What this exercise asks
1. Name every person the news briefs below mention by name.
2. From the news briefs below, output the passage that begins at the words "Two people were" and stops after "after the disaster.".
** BEGIN Passage given **
The Administration, recognizing the need for a formula that will re‐establish North Atlantic unity, is pushing the American project for an allied nuclear force as a means of reasserting the principle of military integration. The principle has been sharply attacked by General de Gaulle. The United States is understood to expect that the allied force will be offered, once it is established, to NATO and the supreme commander of the alliance. But at the moment, it is prepared to agree that, if a European political authority is established by that time, the force would be handed over to that authority. The force is to consist of 20 surface ships armed with Polaris‐type missiles. Mixed crews are to be drawn from the contributing North Atlantic navies.

Two people were killed by the explosion of a rocket in a demonstration of rocket mail on Hasselkopf Mountain, near Braunlage, West Germany, by aeronautical engineer Gerhard Zucker. The West German government banned civilian rocket launches after the disaster.

The Labor party has scored a victory in municipal elections, the last big‐scale test before next fall’s general election. Last month the Laborites triumphed in County Council elections. With results in from 377 of 390 Town Councils in England and Wales in yesterday’s balloting, Labor had a net gain of 254 seats, mainly at the expense of the Conservative party. The Conservatives suffered a loss of 132 seats, the Liberals a loss of 59, independents a loss of 64 and the Communists had a gain of one. Labor’s gain of 254 seats more than made good its reverse in the 1961 municipal elections, when it lost 220 seats. Jubilant party leaders, translating the local polls into national terms, predicted a runaway victory in the general election, expected in the first half of October.

India told the UN Security Council today that Pakistan, with Communist China’s backing, was seeking a pretext for invading the border state of Kashmir. The charge was made by Mahomedali Currim Chagla, Indian Minister of Education, who alleged that a threat to disturb the peace had been made by Foreign Minister Zulfikar Ali Bhutto of Pakistan in a speech Tuesday reopening the Kashmir debate. The Pakistani Minister said on Tuesday that while he was not threatening India, “the people of Pakistan may find it extremely difficult to stand aside” if what he called Indian “police measures” were intensified.
** END Passage given **
** BEGIN Material provided **
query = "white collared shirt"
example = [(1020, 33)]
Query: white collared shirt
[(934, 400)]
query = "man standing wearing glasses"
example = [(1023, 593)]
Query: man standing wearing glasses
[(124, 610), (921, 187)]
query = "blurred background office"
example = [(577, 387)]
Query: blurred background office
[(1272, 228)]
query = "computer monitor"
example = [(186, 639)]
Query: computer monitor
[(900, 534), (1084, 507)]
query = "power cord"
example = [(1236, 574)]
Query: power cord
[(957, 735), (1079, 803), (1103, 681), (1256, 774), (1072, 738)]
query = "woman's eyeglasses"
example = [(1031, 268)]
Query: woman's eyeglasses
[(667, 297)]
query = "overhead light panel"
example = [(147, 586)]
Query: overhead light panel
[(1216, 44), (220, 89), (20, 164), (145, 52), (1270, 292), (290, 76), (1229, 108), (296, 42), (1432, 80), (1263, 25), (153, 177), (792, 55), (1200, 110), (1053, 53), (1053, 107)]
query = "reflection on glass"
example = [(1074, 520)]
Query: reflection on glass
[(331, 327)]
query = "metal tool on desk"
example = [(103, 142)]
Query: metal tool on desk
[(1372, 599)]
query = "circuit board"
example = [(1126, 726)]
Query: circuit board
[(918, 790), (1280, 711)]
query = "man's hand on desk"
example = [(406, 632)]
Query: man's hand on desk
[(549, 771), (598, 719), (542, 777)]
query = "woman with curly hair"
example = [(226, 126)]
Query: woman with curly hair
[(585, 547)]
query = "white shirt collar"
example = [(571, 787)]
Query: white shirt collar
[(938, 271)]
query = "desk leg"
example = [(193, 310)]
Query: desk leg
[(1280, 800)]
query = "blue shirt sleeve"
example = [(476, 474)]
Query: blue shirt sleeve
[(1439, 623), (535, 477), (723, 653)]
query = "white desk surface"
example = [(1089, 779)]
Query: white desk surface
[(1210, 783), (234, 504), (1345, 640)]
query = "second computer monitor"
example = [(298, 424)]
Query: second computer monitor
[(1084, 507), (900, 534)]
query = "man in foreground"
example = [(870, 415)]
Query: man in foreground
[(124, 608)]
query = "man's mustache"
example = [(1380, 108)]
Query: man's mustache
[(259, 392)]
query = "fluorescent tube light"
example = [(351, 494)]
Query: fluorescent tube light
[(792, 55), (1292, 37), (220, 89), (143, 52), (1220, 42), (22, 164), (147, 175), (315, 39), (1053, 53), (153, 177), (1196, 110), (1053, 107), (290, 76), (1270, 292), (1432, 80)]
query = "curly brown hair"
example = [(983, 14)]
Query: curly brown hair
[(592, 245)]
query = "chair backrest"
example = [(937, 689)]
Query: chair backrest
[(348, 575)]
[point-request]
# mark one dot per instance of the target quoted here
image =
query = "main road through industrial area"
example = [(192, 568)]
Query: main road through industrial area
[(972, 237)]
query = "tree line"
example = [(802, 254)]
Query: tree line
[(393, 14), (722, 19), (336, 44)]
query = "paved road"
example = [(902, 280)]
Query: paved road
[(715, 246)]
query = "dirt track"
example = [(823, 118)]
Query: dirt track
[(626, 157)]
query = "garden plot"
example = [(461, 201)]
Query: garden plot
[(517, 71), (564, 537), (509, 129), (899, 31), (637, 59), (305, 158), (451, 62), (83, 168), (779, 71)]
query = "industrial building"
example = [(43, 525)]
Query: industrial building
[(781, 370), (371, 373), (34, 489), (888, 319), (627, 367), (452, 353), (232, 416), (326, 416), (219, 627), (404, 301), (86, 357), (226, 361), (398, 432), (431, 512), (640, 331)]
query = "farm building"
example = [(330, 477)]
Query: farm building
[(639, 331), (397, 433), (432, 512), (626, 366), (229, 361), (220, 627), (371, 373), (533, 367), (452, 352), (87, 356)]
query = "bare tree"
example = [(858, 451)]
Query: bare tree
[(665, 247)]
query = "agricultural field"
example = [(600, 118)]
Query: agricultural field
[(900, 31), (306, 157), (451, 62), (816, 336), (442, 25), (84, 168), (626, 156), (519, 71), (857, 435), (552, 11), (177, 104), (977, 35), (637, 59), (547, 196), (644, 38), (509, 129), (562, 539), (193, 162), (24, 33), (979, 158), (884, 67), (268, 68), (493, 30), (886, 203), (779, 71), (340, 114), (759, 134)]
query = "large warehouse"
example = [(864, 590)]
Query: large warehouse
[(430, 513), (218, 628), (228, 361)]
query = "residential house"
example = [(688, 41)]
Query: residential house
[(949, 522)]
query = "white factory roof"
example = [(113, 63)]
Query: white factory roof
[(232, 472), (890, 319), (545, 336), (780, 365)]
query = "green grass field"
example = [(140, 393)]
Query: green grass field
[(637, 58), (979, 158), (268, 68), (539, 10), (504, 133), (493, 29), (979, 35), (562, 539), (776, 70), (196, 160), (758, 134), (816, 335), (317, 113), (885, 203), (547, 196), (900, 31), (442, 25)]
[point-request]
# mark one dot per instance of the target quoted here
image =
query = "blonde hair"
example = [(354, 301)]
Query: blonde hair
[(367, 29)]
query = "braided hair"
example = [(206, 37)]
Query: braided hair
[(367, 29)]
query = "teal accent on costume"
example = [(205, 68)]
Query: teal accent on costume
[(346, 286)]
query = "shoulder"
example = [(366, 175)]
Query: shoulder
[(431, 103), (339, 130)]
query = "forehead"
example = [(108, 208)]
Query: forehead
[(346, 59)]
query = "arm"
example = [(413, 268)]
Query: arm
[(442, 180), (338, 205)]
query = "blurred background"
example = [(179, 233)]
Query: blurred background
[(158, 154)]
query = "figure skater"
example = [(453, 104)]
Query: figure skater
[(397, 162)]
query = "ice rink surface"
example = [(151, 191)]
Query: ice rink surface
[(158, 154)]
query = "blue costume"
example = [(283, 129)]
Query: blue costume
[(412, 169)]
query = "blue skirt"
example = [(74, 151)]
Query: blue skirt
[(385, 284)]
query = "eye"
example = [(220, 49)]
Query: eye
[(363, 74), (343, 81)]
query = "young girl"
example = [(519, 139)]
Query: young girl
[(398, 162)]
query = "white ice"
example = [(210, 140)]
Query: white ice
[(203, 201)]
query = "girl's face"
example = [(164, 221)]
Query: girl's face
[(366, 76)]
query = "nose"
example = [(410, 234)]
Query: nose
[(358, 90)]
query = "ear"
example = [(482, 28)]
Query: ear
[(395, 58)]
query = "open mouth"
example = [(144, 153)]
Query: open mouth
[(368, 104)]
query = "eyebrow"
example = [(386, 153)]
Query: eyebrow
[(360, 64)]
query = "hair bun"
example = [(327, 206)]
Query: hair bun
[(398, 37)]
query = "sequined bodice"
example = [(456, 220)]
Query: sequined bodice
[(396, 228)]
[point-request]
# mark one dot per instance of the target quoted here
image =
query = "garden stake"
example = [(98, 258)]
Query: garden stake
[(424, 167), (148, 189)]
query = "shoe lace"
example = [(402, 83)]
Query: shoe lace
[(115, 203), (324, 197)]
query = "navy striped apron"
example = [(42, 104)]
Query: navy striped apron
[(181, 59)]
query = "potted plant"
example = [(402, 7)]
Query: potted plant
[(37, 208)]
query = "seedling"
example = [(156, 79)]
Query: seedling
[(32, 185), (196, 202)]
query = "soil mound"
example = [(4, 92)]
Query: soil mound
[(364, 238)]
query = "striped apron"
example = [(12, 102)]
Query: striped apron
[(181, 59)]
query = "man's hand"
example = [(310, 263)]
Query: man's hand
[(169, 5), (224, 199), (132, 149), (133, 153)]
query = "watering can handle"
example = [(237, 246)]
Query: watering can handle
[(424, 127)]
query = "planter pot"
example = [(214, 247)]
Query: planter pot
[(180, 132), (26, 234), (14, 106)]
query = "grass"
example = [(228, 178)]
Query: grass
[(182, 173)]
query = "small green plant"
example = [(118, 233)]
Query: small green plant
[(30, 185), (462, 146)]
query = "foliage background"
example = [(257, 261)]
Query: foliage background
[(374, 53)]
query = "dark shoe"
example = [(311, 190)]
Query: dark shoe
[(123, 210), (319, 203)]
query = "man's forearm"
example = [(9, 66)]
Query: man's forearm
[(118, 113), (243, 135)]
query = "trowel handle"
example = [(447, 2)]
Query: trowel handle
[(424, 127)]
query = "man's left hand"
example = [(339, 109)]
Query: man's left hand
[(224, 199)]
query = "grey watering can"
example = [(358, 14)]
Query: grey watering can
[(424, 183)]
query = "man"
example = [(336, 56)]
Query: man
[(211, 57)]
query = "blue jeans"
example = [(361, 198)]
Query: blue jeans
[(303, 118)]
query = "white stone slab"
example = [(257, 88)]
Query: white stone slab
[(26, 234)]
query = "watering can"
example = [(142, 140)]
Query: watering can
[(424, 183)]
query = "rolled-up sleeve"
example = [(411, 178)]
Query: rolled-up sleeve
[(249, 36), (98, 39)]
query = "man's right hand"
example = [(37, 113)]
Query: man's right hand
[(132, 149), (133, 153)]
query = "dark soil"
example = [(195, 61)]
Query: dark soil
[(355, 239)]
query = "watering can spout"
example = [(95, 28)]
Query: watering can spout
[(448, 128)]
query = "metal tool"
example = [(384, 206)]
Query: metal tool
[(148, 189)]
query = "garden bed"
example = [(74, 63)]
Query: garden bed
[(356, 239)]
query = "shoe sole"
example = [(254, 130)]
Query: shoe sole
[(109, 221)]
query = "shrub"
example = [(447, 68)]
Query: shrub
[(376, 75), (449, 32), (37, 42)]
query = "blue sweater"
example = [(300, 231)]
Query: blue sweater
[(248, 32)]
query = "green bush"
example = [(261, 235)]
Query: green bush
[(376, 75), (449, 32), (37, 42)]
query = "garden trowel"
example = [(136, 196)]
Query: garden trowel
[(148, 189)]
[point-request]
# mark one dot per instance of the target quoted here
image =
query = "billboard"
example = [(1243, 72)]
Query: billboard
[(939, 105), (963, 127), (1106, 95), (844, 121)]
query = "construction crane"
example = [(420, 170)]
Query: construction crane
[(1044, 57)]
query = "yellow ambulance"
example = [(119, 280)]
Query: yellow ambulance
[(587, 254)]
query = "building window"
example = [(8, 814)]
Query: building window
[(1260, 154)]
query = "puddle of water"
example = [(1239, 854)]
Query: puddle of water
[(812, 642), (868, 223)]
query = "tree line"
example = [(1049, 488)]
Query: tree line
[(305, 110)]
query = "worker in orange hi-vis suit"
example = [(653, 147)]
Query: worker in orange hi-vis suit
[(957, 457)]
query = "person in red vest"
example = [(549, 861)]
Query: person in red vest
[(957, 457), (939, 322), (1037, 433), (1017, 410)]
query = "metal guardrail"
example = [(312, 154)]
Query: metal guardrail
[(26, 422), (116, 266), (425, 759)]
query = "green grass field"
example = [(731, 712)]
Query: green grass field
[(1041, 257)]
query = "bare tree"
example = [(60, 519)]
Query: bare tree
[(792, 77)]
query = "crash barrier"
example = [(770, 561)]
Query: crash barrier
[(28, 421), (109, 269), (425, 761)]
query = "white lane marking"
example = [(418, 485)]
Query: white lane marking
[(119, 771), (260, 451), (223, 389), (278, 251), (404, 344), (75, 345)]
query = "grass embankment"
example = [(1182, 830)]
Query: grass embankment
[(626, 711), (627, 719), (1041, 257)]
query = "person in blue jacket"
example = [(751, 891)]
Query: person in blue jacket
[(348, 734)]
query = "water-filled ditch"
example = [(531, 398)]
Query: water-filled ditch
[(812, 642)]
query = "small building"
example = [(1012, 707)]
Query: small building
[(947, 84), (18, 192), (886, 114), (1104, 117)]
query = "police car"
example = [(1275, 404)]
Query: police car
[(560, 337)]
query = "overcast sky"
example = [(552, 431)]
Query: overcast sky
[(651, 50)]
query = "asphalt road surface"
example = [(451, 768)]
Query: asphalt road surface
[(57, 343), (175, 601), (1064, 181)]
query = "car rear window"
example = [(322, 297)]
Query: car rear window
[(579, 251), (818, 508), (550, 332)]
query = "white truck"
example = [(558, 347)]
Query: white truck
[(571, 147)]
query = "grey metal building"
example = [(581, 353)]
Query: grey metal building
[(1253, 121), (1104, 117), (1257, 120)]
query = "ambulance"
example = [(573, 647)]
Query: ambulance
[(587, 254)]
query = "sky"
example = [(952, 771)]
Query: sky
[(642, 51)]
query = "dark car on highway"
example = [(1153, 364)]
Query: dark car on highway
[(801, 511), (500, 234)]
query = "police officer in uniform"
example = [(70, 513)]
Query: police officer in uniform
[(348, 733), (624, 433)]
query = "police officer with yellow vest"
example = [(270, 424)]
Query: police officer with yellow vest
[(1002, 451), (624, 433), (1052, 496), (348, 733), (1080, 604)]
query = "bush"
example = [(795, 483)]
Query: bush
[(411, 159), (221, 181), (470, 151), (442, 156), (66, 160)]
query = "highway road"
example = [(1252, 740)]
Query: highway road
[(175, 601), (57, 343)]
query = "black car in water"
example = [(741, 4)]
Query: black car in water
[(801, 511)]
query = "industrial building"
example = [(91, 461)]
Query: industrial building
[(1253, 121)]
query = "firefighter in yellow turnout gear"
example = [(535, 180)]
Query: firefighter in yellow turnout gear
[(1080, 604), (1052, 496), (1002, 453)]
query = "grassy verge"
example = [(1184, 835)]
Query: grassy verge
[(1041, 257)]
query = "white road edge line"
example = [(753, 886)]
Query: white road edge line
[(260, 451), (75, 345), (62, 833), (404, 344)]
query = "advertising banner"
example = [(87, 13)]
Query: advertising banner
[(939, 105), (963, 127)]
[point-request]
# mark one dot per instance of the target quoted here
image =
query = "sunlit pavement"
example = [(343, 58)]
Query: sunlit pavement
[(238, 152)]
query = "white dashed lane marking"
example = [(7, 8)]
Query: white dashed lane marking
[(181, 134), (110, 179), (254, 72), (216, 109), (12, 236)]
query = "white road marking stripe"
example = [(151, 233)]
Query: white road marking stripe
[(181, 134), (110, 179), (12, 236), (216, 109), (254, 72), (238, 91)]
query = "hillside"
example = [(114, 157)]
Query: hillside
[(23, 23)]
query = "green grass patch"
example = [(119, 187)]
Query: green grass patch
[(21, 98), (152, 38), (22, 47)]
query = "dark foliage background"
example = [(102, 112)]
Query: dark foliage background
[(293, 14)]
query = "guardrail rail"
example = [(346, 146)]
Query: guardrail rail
** END Material provided **
Replies
1. General de Gaulle, Gerhard Zucker, Mahomedali Currim Chagla, Zulfikar Ali Bhutto

2.
Two people were killed by the explosion of a rocket in a demonstration of rocket mail on Hasselkopf Mountain, near Braunlage, West Germany, by aeronautical engineer Gerhard Zucker. The West German government banned civilian rocket launches after the disaster.